======== Extrait de page ========

Ce qu’il y a d’étonnant avec le nouveau cirque c’est que l’on peut toujours être surpris par sa mise en forme et par les détours qu’il peut prendre.
La preuve avec le Cirque Le Roux. A Bobino, le quatuor comble le public avec son spectacle The Elephant in the Room. Entre théâtre et performances scéniques, on rigole, on est attendri et on frissonne d’effroi mais aussi de surprise.
Automne 1937, au mariage de Miss Betty, le mari, l’amant et le majordome font irruption dans la pièce où celle-ci, était venue s’isoler. On sent de suite qu’il y a une ambiguïté avec la belle. Une histoire trouble va se dérouler devant nos yeux émerveillés et parfois interloqués.
Le Cirque Le Roux crée une fable, sous forme de comédie dramatique, qui se fonde sur les codes du cinéma du muet. Générique, dialogues entre personnages (pas très verbaux mais génialement bruités) et aussi la mise en scène : tout débute comme un film du siècle dernier. On y retrouve aussi ce comique de situation cher à Charlie Chaplin et Buster Keaton.
Spectacle en deux temps
Dans la première partie, très burlesque, les acrobaties restent bon enfant. Entre grandes glissades, petites cabrioles et quelques portées simples – mais tout de même osées – le spectacle semble mettre du temps à s’installer, à rentrer dans le vif. Toutefois, ces quelques minutes volontairement déstabilisantes mettent l’eau à la bouche.
Il faut donc attendre le deuxième acte de l’histoire pour totalement tomber dans l’univers et la poésie du Cirque Le Roux.
Le point de bascule : l’arrivée sur scène de nos quatre compères en habits de nuit, version années 30.
C’est la scène la plus complexe au niveau de la technicité, la plus chargée d’adrénaline et de frissons, de peur d’un ratage acrobatique. John Barick (Yannick Thomas), le colosse de l’équipe fait des prouesses dans les portées. Miss Betty (Lolita Costet) virevolte entre ses différents partenaires tel un fétu de paille. Angoisse et prouesses.
Deux scènes en forme d’apothéose
Pour autant, ce deuxième acte offre encore un autre changement d’univers visuel et narratif.
A la technique pure, on ajoute la poésie. Et c’est à ce moment que le spectacle offre sa première claque.
Le duo entre Monsieur Bonchon et Mister Chance (Grégory Arsenal et Philip Rosenberg) nous offre un duo magistral et sensuel. Des figures instables mais tenues pour des corps en totale harmonie. Un moment de pure magie scénique éclairé simplement par des lustres tombés du ciel.
L’autre moment d’apothéose : la scène finale. Sur une musique d’Ennio Morricone – à glacer le sang ou à pleurer d’émotion – toute la tension du spectacle explose en un superbe feu d’artifice de prouesses physiques et de jeux d’équilibre.

========

:: Objectif ::
D'après la critique du spectacle du Cirque Le Roux, sur quelle musique se joue la scène finale ? Les lignes ci-après constituent un matériau indépendant de la critique.

======== Contenu des données ========

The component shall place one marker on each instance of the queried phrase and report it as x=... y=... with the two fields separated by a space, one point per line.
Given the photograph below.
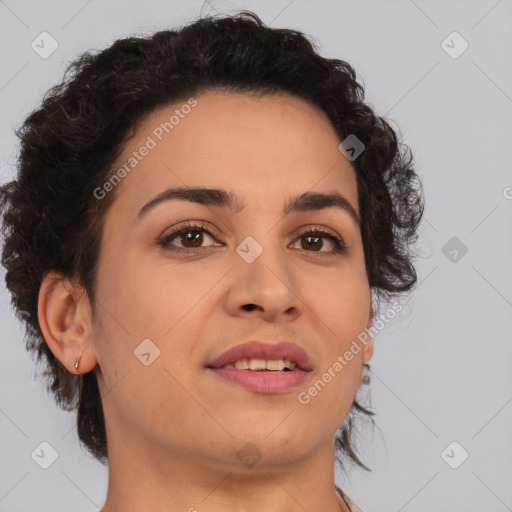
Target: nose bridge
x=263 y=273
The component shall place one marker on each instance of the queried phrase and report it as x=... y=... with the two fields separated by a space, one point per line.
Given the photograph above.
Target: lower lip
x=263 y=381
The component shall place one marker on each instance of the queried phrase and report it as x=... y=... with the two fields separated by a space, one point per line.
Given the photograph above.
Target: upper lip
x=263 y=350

========
======== Contenu des données ========

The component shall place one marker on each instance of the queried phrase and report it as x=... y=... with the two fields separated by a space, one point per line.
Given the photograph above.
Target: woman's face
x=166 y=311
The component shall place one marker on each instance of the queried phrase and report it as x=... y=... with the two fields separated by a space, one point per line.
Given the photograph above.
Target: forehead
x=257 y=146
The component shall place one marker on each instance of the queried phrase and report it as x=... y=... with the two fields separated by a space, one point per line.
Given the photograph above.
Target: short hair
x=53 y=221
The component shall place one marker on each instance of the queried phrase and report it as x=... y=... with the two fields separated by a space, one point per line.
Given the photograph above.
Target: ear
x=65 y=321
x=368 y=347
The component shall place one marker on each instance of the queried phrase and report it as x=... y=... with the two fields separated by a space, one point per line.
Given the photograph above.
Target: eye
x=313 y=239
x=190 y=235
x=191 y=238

========

:: Résultat attendu ::
Sur une musique d'Ennio Morricone.